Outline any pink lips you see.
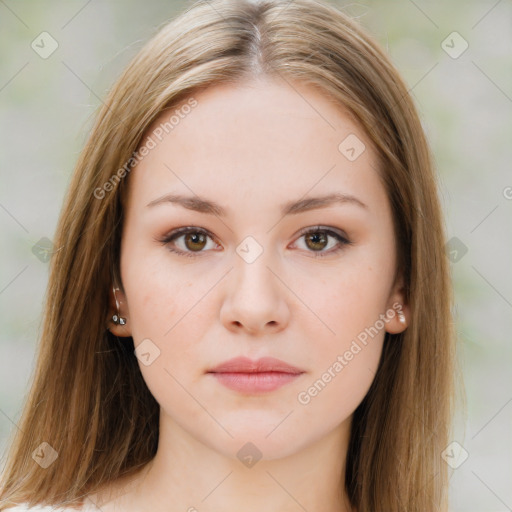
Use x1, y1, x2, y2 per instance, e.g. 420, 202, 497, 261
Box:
208, 357, 304, 393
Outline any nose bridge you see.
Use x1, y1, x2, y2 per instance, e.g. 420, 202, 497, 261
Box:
222, 236, 288, 331
234, 235, 276, 300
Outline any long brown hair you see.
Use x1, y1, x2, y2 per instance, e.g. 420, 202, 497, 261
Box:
0, 0, 456, 512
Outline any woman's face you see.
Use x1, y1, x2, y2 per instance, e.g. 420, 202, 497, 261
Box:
112, 80, 408, 459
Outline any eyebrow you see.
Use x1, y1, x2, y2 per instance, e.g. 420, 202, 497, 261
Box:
146, 192, 368, 217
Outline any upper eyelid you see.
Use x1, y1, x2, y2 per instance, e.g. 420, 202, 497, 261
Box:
160, 224, 352, 246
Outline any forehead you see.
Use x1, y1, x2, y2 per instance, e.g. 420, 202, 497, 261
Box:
126, 75, 383, 214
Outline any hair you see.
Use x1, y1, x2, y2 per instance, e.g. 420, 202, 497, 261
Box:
0, 0, 456, 512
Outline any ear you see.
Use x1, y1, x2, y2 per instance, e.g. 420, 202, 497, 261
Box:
386, 275, 411, 334
108, 284, 132, 337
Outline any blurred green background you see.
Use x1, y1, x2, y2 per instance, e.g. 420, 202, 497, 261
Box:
0, 0, 512, 512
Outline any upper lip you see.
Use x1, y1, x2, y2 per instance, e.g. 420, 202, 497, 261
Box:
208, 357, 304, 374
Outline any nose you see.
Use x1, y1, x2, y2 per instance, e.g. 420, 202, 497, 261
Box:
220, 251, 292, 335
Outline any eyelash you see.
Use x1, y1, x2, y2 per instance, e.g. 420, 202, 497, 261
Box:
156, 226, 353, 258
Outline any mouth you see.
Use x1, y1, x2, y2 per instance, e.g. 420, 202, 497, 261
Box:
207, 357, 305, 394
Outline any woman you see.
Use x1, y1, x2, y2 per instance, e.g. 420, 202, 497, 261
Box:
0, 0, 454, 512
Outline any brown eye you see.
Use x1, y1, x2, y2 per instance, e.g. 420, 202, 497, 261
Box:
292, 226, 352, 258
305, 231, 329, 251
184, 232, 206, 251
157, 227, 216, 257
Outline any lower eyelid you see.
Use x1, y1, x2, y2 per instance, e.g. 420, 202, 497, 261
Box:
160, 226, 352, 256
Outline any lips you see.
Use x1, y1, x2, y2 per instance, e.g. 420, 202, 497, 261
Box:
208, 357, 305, 394
208, 357, 304, 374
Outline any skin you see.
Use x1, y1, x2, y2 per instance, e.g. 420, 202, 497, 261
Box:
92, 78, 409, 512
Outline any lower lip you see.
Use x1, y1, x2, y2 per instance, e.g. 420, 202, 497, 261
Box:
212, 372, 301, 393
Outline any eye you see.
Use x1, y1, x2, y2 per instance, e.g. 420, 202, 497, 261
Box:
292, 226, 352, 258
156, 226, 352, 258
158, 227, 219, 257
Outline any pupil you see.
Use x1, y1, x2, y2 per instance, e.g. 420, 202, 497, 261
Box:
308, 233, 325, 249
187, 233, 204, 250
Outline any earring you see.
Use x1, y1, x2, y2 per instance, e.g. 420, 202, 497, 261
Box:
112, 287, 126, 325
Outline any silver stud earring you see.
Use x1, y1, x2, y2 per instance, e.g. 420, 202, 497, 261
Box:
112, 287, 126, 325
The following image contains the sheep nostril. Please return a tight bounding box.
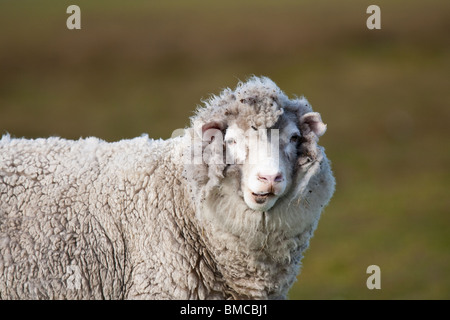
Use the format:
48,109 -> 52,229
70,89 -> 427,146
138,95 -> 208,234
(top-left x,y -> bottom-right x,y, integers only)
274,173 -> 283,182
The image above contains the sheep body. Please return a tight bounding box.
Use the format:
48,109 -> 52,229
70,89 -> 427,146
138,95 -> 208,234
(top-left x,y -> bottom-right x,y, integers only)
0,79 -> 334,299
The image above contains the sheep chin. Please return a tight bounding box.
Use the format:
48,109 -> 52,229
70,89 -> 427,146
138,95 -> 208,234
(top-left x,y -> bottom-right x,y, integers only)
244,190 -> 278,211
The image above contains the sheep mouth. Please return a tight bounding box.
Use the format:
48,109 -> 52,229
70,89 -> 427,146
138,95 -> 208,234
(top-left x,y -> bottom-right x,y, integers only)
252,192 -> 275,204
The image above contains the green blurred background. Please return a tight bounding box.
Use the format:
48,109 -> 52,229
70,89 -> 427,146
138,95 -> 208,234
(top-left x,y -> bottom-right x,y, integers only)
0,0 -> 450,299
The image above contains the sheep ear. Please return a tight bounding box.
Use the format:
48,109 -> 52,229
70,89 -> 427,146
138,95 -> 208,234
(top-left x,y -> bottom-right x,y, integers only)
202,121 -> 225,143
300,112 -> 327,137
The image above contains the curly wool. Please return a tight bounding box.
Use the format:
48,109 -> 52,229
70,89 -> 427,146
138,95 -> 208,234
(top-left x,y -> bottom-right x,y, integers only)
0,77 -> 335,299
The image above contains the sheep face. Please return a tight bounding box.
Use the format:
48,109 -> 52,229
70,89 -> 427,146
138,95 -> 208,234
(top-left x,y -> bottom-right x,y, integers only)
192,110 -> 326,211
185,77 -> 326,226
224,121 -> 300,211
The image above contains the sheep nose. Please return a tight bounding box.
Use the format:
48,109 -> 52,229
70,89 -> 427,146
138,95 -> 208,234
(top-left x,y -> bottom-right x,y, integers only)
258,172 -> 283,184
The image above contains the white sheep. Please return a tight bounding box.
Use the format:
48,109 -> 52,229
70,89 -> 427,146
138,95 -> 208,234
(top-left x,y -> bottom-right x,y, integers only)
0,77 -> 335,299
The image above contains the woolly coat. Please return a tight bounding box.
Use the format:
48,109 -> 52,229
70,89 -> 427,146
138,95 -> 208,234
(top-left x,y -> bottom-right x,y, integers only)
0,77 -> 334,299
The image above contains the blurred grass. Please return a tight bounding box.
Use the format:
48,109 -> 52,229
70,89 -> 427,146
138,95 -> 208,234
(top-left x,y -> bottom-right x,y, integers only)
0,0 -> 450,299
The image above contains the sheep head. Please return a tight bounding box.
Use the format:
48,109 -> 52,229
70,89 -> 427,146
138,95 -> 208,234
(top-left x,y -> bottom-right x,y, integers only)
185,77 -> 326,236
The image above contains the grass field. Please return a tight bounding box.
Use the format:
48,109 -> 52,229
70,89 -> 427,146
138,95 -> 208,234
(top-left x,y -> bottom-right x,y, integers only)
0,0 -> 450,299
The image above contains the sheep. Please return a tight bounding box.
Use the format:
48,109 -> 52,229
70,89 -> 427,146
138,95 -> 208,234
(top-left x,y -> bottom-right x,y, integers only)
0,76 -> 335,299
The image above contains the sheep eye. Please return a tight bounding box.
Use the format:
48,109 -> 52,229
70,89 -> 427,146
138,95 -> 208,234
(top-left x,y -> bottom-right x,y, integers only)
291,134 -> 300,143
225,139 -> 236,145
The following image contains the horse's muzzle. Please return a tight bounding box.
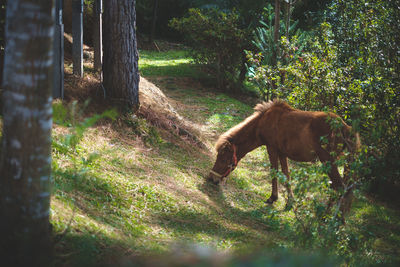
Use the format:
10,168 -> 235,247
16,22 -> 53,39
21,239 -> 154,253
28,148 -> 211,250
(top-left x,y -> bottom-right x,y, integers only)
206,173 -> 220,185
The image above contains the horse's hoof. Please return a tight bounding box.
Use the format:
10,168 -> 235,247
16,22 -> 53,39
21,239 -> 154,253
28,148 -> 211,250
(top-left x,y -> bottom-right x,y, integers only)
265,196 -> 278,204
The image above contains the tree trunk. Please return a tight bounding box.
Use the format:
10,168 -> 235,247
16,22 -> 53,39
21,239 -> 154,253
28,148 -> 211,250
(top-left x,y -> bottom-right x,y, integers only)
149,0 -> 158,43
0,0 -> 55,266
103,0 -> 139,111
273,0 -> 281,65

____________

**Written task:** Render the listing as a Markdown table with columns Row and Text, starting at the line containing "The image above contains the sheep head." and ending at the line containing "185,77 -> 326,236". Give each line its own numbered row and leave out any blank lines.

**Full answer:**
| Row | Text |
|---|---|
| 1 | The image above contains the sheep head. Please return a tight bounding box. |
| 2 | Use the format: |
| 3 | 48,109 -> 52,229 |
| 4 | 70,89 -> 427,146 |
| 5 | 138,95 -> 208,234 |
| 6 | (top-left x,y -> bottom-right x,y, integers only) |
| 7 | 185,77 -> 326,236 |